--- Exercise task ---
Gather every line below that contains the string "striped". Case counts.

--- Task inputs ---
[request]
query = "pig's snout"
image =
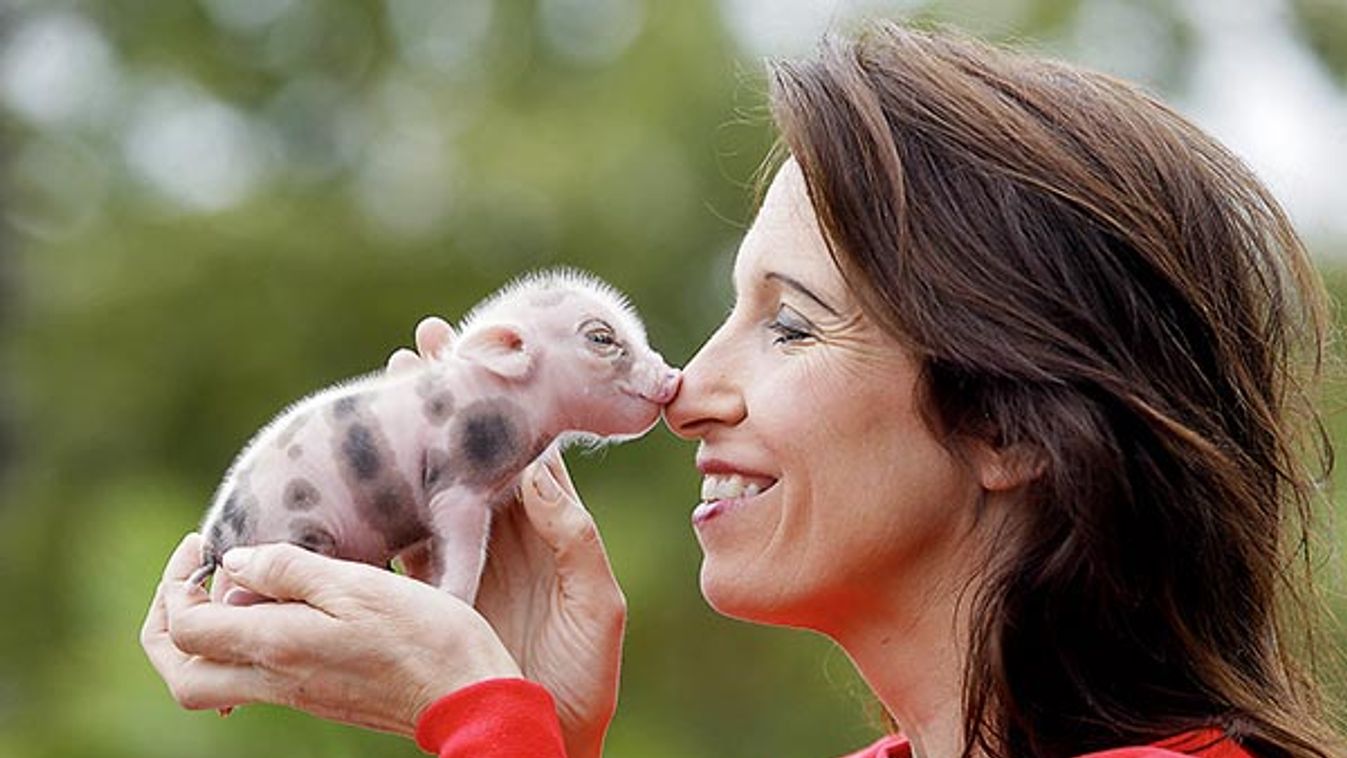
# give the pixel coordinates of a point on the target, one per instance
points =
(666, 387)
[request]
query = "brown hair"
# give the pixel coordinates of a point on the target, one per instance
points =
(1086, 275)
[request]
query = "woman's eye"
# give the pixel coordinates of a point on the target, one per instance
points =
(790, 327)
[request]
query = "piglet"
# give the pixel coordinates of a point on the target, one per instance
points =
(398, 465)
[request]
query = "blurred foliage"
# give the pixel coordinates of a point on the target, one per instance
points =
(239, 201)
(1324, 26)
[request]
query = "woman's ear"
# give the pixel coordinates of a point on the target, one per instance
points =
(1006, 466)
(497, 348)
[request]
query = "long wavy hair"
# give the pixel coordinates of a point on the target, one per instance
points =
(1086, 275)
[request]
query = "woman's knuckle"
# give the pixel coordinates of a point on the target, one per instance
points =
(187, 696)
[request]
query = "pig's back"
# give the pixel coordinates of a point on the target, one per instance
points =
(337, 473)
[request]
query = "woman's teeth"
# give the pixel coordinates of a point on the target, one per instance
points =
(715, 486)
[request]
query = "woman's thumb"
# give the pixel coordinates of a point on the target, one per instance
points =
(280, 571)
(561, 520)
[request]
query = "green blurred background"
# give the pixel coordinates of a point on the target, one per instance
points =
(214, 206)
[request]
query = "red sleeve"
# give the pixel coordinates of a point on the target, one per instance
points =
(499, 718)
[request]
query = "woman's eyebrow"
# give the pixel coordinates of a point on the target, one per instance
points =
(795, 284)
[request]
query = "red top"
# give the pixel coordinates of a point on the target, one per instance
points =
(513, 718)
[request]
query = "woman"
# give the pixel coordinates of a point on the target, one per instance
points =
(1010, 404)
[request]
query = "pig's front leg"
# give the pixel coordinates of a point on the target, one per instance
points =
(461, 521)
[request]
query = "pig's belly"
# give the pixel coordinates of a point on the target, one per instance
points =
(319, 505)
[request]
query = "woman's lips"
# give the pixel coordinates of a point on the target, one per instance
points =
(709, 509)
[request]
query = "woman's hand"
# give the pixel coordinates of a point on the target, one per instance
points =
(346, 641)
(548, 589)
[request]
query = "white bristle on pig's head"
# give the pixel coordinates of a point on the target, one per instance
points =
(555, 279)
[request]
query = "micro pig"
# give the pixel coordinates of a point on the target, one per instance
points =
(385, 465)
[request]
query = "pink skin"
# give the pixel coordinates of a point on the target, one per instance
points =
(371, 648)
(574, 364)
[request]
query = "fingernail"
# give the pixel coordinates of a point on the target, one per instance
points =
(546, 485)
(237, 558)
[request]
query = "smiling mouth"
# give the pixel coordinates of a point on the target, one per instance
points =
(729, 486)
(721, 493)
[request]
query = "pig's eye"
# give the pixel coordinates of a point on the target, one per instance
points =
(601, 337)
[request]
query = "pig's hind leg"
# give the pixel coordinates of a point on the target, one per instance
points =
(461, 523)
(420, 562)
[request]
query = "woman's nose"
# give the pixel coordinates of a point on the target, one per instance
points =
(710, 393)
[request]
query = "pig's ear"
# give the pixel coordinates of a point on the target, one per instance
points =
(497, 348)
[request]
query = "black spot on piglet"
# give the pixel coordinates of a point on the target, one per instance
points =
(361, 451)
(301, 494)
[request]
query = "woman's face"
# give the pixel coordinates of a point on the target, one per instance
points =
(825, 497)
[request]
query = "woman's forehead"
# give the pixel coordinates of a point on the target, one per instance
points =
(785, 238)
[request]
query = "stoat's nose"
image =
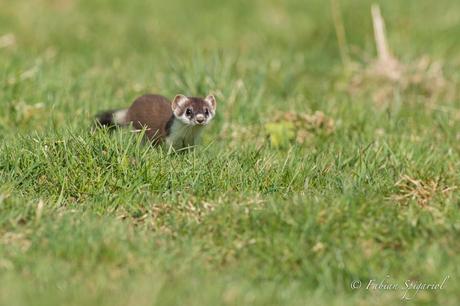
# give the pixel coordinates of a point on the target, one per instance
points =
(199, 118)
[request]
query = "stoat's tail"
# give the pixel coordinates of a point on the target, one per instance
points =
(112, 118)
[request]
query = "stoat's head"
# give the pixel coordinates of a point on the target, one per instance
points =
(194, 111)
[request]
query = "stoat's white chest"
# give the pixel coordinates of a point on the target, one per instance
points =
(182, 135)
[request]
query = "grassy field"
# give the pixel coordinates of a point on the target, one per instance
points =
(365, 188)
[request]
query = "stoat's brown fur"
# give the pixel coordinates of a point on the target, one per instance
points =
(177, 124)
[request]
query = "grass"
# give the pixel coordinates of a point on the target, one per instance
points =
(93, 218)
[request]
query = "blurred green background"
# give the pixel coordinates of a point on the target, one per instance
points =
(96, 219)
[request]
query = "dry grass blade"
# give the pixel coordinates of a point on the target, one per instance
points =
(418, 190)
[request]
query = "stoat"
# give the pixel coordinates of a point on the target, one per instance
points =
(178, 124)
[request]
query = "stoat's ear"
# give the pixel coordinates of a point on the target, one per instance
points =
(211, 100)
(178, 101)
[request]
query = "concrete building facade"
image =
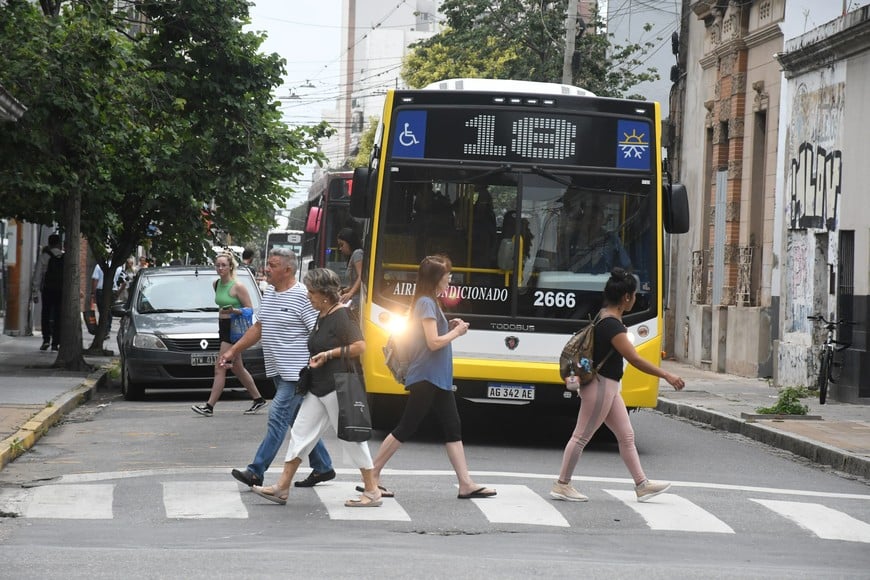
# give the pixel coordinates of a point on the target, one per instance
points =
(825, 266)
(764, 123)
(724, 114)
(376, 38)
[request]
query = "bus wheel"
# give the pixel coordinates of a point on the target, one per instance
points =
(386, 410)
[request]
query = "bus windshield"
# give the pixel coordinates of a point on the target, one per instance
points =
(566, 229)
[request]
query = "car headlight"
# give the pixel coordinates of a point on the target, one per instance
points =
(148, 341)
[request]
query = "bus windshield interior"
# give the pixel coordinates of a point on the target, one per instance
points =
(521, 243)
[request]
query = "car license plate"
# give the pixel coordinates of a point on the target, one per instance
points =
(203, 360)
(522, 392)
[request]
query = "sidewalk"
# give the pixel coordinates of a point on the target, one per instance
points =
(833, 434)
(34, 396)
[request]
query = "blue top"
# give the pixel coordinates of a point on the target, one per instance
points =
(435, 366)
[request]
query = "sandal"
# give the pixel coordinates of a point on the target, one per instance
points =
(271, 494)
(365, 500)
(384, 491)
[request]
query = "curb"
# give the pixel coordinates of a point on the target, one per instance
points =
(807, 448)
(37, 426)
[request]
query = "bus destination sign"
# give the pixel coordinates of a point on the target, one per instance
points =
(544, 137)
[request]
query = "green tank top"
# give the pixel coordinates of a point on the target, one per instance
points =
(222, 295)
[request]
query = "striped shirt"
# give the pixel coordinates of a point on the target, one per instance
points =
(286, 320)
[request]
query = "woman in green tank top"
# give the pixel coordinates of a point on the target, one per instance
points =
(230, 297)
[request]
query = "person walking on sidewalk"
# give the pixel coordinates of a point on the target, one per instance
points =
(429, 381)
(48, 281)
(336, 341)
(601, 401)
(231, 297)
(285, 319)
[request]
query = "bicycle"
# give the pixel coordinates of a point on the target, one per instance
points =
(829, 348)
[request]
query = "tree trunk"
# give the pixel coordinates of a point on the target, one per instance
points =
(69, 356)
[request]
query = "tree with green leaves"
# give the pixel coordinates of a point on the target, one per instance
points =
(138, 136)
(366, 141)
(524, 40)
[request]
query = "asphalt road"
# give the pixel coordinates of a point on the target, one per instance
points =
(127, 489)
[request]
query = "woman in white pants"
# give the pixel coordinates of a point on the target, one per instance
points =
(333, 331)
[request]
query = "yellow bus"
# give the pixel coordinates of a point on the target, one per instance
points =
(535, 191)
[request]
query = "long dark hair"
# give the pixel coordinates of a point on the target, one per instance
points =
(620, 283)
(432, 269)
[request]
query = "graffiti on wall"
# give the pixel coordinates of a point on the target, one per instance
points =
(815, 175)
(815, 169)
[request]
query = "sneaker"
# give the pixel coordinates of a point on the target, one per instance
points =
(314, 478)
(203, 410)
(246, 477)
(256, 406)
(565, 492)
(649, 489)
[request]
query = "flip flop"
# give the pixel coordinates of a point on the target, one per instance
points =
(365, 500)
(384, 491)
(270, 494)
(478, 493)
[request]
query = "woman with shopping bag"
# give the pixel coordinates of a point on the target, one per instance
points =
(235, 303)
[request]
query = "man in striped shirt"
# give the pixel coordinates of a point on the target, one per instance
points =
(284, 321)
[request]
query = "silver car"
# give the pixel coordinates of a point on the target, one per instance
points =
(168, 336)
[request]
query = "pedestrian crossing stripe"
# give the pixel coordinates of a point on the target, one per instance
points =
(334, 496)
(517, 504)
(514, 504)
(203, 500)
(669, 511)
(824, 522)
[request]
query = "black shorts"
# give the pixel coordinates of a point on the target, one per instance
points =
(224, 330)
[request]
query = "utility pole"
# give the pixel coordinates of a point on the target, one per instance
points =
(570, 35)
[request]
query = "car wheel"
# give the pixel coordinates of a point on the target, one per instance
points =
(132, 391)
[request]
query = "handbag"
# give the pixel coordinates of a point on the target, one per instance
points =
(240, 323)
(354, 417)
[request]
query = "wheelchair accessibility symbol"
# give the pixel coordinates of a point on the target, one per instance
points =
(410, 140)
(407, 137)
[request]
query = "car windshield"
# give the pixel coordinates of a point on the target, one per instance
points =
(184, 292)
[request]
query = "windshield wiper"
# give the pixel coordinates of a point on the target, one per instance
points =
(551, 176)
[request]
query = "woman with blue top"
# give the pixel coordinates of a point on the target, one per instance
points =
(231, 298)
(429, 381)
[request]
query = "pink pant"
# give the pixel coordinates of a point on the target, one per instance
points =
(602, 403)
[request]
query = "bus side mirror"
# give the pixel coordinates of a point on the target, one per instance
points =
(676, 208)
(359, 199)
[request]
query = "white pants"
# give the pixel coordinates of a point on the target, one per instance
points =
(315, 415)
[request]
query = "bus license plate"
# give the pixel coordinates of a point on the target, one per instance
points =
(511, 392)
(203, 360)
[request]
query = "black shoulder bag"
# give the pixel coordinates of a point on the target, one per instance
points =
(354, 418)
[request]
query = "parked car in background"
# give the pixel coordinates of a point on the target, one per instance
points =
(168, 335)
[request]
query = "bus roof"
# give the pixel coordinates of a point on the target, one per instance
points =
(507, 86)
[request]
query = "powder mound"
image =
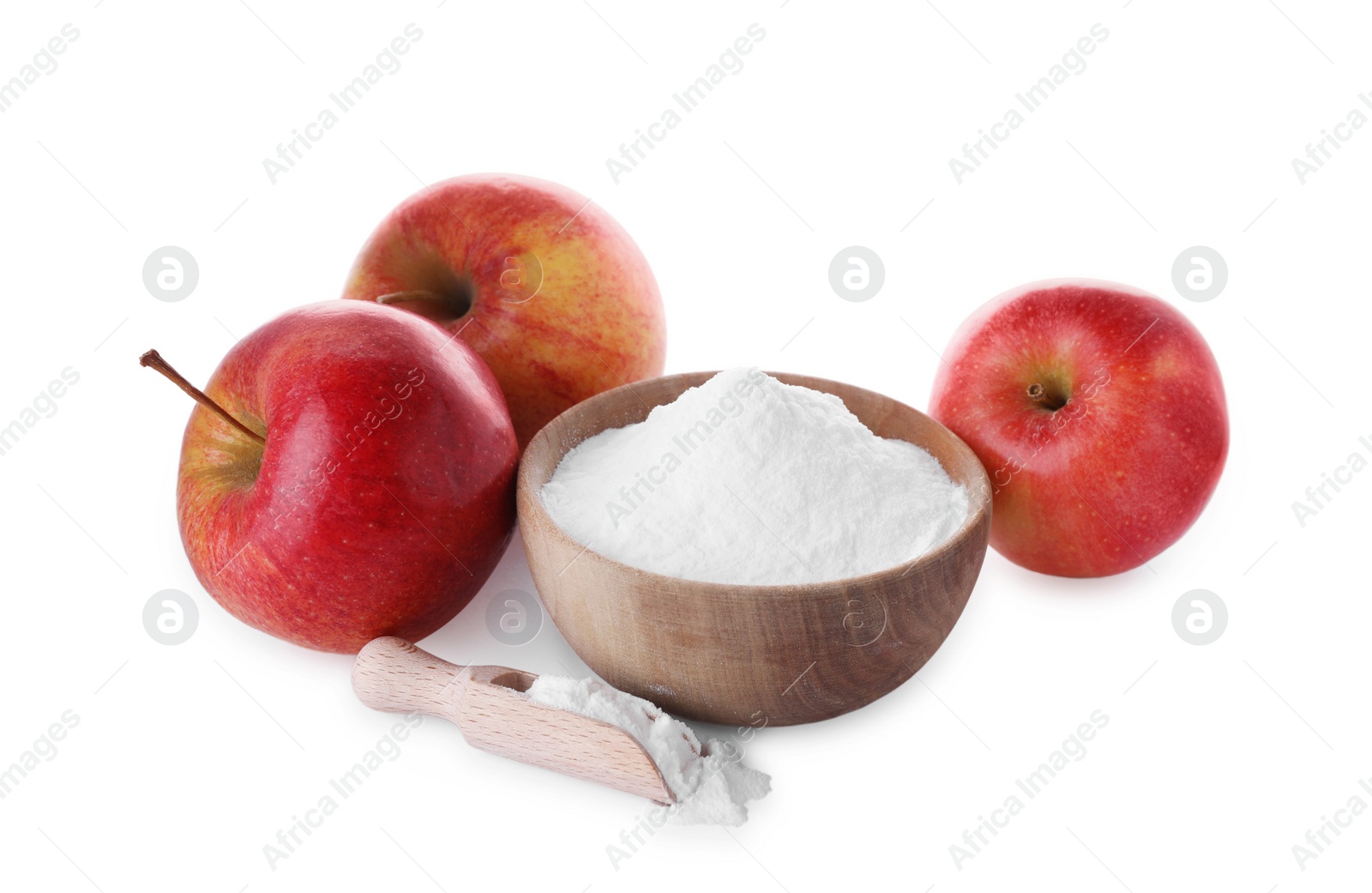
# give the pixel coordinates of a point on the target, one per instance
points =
(710, 782)
(748, 480)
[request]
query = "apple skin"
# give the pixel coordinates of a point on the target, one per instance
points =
(545, 286)
(1124, 468)
(384, 494)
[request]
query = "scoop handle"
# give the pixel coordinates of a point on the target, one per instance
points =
(394, 675)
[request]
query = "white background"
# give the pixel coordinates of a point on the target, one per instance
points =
(839, 130)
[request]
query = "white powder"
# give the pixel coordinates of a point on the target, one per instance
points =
(748, 480)
(710, 783)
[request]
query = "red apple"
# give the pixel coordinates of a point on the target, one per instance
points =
(1099, 414)
(544, 284)
(383, 494)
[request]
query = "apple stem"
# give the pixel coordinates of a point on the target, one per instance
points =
(1040, 396)
(154, 359)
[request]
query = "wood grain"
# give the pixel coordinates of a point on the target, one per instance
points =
(751, 655)
(491, 708)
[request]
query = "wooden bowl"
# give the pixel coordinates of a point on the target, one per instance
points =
(751, 655)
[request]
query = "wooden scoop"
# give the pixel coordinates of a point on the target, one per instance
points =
(491, 707)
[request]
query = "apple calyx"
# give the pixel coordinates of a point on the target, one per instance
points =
(154, 361)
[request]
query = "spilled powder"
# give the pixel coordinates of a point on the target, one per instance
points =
(710, 783)
(748, 480)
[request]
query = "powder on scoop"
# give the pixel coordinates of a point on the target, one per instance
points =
(748, 480)
(710, 783)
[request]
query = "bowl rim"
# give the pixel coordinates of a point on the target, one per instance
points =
(978, 506)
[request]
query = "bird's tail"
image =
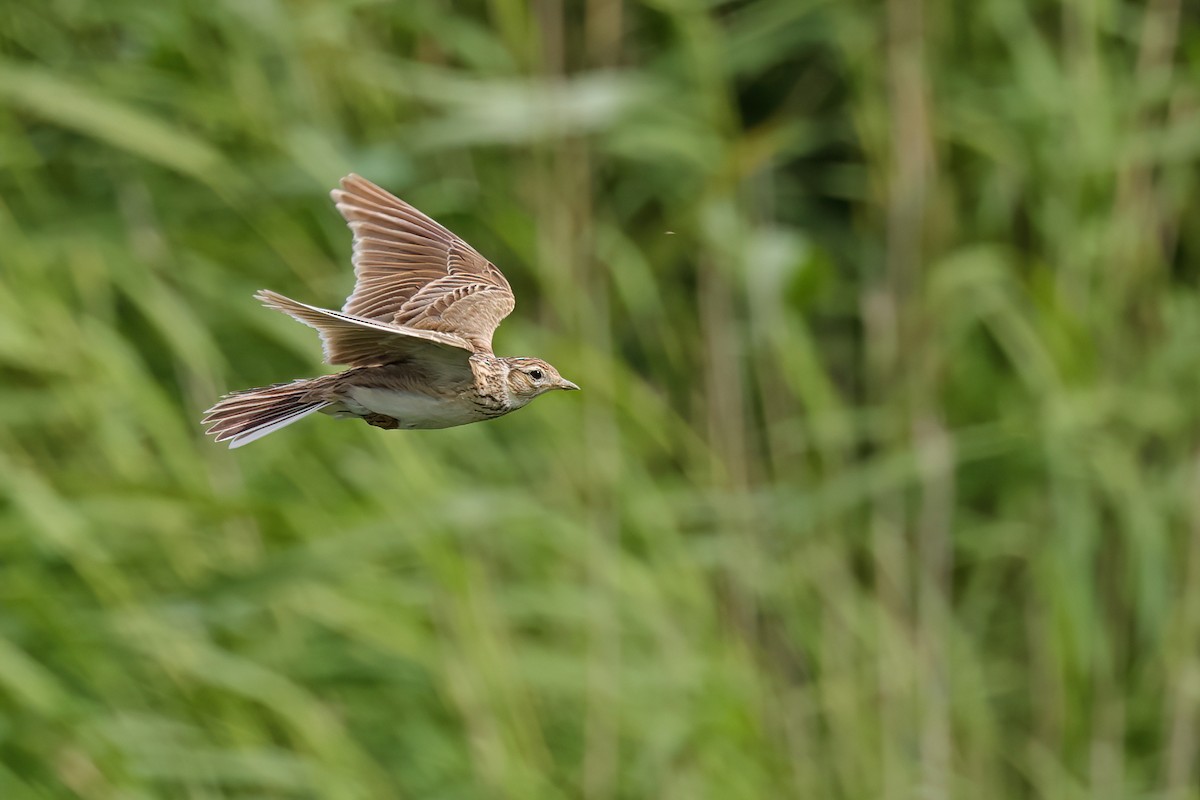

--- Correct result ---
query = "striped shirt"
query = "man in striped shirt"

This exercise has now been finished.